== OBJECTIVES ==
1/ In the card probability solution below, what event does A_1 stand for?
2/ Carry the card probability solution below forward from the point where it stops.

* BEGIN DOCUMENT TEXT *

Question

A pack of cards is counted with face downwards. It is found that one card is missing. One card is drawn and is found to be red. Find the probability that the missing card is red.

Answer 1

Hint: Here, we will use Bays’ theorem to find the required probability. We will find the probability of the missing card to be red and black respectively. Then, we will find the conditional probability of the missing card to be red and black respectively when it is given that the card drawn is red. Then, substituting the values in the formula of Bayes’ Theorem we will get the required probability.

Formula Used:
We will use the following formulas:
1.Bayes’ Theorem: \[P\left( {{A_1}|A} \right) = \dfrac{{P\left( {A|{A_1}} \right) \cdot P\left( {{A_1}} \right)}}{{P\left( {A|{A_1}} \right) \cdot P\left( {{A_1}} \right) + P\left( {A|{A_2}} \right) \cdot P\left( {{A_2}} \right)}}\]
2.\[{}^n{C_r} = \dfrac{{n!}}{{r!\left( {n - r} \right)!}}\], where \[n\] is the total number of elements and \[r\] is the number of elements to be selected

Complete step-by-step answer:
It is given that a pack of cards is facing downwards and when counted, it is found that one card is missing.
We have to find the probability that the missing card is red.
Now, we know that there are a total 52 cards.
Let \[A\] be the event of drawing a red card when 1 card is missing i.e. the total cards are 51.
Let \[{A_1}\] be the event of the missing card being red in colour.
Let \[{A_2}\] be the event that the missing card is black in colour.
 Now, we will use Bayes’ Theorem to find the required probability. Bayes’ Theorem is a mathematical formula used to determine the conditional probability of the given events.

* END DOCUMENT TEXT *
* BEGIN DATA ROWS *

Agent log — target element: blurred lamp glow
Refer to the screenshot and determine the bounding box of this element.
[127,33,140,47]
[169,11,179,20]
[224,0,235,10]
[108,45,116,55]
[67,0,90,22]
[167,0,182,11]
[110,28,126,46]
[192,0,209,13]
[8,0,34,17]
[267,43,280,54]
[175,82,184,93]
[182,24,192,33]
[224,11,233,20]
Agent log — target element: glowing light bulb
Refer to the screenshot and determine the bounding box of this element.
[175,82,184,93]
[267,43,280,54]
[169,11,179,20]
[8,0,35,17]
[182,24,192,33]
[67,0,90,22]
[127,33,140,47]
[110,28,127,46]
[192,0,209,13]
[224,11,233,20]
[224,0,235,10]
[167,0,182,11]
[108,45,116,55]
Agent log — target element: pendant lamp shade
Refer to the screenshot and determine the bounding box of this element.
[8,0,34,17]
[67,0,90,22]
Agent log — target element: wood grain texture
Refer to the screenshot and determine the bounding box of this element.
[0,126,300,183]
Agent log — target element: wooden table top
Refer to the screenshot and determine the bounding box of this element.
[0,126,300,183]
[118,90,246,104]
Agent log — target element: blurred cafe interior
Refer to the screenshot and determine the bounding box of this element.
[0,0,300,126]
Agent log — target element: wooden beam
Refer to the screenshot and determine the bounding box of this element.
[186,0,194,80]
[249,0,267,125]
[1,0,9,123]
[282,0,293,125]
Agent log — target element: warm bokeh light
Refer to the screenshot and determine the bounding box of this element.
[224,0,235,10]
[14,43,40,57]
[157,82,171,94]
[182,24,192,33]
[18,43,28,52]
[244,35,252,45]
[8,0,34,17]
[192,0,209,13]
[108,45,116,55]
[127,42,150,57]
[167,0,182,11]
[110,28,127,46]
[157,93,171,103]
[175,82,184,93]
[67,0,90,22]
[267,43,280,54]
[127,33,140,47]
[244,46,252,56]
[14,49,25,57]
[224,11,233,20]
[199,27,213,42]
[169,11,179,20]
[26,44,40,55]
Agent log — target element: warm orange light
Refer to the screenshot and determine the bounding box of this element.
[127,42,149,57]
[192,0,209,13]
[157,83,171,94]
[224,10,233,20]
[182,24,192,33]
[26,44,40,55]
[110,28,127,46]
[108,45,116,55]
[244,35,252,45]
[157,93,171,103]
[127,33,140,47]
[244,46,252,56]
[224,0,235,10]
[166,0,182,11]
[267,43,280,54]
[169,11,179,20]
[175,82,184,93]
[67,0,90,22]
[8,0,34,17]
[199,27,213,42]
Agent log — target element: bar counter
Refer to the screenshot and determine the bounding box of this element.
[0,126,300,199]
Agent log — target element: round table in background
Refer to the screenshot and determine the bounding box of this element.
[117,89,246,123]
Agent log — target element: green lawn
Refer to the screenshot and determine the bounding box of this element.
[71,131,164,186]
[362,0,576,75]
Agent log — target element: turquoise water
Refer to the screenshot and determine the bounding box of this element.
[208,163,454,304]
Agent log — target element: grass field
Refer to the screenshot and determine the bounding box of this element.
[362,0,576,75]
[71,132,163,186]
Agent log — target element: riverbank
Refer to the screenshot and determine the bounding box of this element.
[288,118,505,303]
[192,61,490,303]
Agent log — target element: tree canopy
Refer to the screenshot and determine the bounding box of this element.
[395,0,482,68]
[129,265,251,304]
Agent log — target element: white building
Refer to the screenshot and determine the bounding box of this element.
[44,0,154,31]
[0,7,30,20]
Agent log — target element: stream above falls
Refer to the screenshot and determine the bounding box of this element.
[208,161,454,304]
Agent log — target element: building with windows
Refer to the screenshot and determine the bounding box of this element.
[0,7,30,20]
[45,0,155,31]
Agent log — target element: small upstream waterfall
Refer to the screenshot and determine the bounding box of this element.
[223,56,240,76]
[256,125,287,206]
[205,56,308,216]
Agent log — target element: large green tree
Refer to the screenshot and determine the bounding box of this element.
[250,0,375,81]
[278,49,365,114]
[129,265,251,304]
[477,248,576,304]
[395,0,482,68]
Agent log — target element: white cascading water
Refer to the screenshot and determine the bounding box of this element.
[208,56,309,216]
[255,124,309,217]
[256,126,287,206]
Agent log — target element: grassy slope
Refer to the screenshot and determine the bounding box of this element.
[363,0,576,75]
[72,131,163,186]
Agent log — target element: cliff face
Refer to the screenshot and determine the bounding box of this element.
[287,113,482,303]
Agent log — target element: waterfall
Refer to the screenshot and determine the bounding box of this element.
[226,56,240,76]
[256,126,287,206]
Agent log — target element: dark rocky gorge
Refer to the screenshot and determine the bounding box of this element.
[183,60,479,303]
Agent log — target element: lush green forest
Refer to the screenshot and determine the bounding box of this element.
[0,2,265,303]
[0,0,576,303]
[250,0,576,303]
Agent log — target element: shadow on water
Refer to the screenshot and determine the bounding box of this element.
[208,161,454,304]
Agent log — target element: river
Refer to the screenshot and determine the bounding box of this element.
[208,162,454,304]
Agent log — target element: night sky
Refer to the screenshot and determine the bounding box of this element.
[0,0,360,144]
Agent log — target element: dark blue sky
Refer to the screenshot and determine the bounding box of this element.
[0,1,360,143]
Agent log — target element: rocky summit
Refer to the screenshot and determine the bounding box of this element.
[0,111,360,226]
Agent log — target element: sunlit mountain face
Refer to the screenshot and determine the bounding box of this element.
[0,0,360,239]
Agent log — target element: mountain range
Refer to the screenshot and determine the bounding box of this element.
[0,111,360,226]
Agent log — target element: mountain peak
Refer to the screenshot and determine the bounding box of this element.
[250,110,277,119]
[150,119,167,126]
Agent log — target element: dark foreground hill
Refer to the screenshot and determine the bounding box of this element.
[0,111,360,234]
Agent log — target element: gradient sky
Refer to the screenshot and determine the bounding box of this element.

* END DATA ROWS *

== EXERCISE RESULTS ==
1/ The missing card being red in colour.

2/
Here, in the total pack of 52 cards; there are 26 red cards and 26 black cards respectively. Therefore, probability of the missing card being red will be
\[P\left( {{A_1}} \right) = \dfrac{{{}^{26}{C_1}}}{{{}^{52}{C_1}}}\]
Now using the formula \[{}^n{C_r} = \dfrac{{n!}}{{r!\left( {n - r} \right)!}}\], we get
\[ \Rightarrow P\left( {{A_1}} \right) = \dfrac{{\dfrac{{26!}}{{1!\left( {25!} \right)}}}}{{\dfrac{{52!}}{{1!\left( {51!} \right)}}}}\]
Computing the factorial and simplifying, we get
\[ \Rightarrow P\left( {{A_1}} \right) = \dfrac{{26}}{{52}} = \dfrac{1}{2}\]
Similarly, we will find the probability of the missing card being black. Therefore,
\[P\left( {{A_2}} \right) = \dfrac{{{}^{26}{C_1}}}{{{}^{52}{C_1}}}\]
Now using the formula \[{}^n{C_r} = \dfrac{{n!}}{{r!\left( {n - r} \right)!}}\], we get
\[ \Rightarrow P\left( {{A_2}} \right) = \dfrac{{\dfrac{{26!}}{{1!\left( {25!} \right)}}}}{{\dfrac{{52!}}{{1!\left( {51!} \right)}}}}\]
Computing the factorial and simplifying, we get
\[ \Rightarrow P\left( {{A_2}} \right) = \dfrac{{26}}{{52}} = \dfrac{1}{2}\]
Also, the probability of drawing a red card when the missing card is red will give us the total number of outcomes as 51 and the favorable outcomes as 25 (because we have to draw a red card only)
Therefore,
The probability of drawing a red card when the missing card is red \[ = P\left( {A|{A_1}} \right) = \dfrac{{25}}{{51}}\]
Similarly, the probability of drawing a red card when the missing card is black will give us the total number of outcomes as 51 and the favorable outcomes as 26 (because we have to draw a red card and the missing card is black so it will have no effect)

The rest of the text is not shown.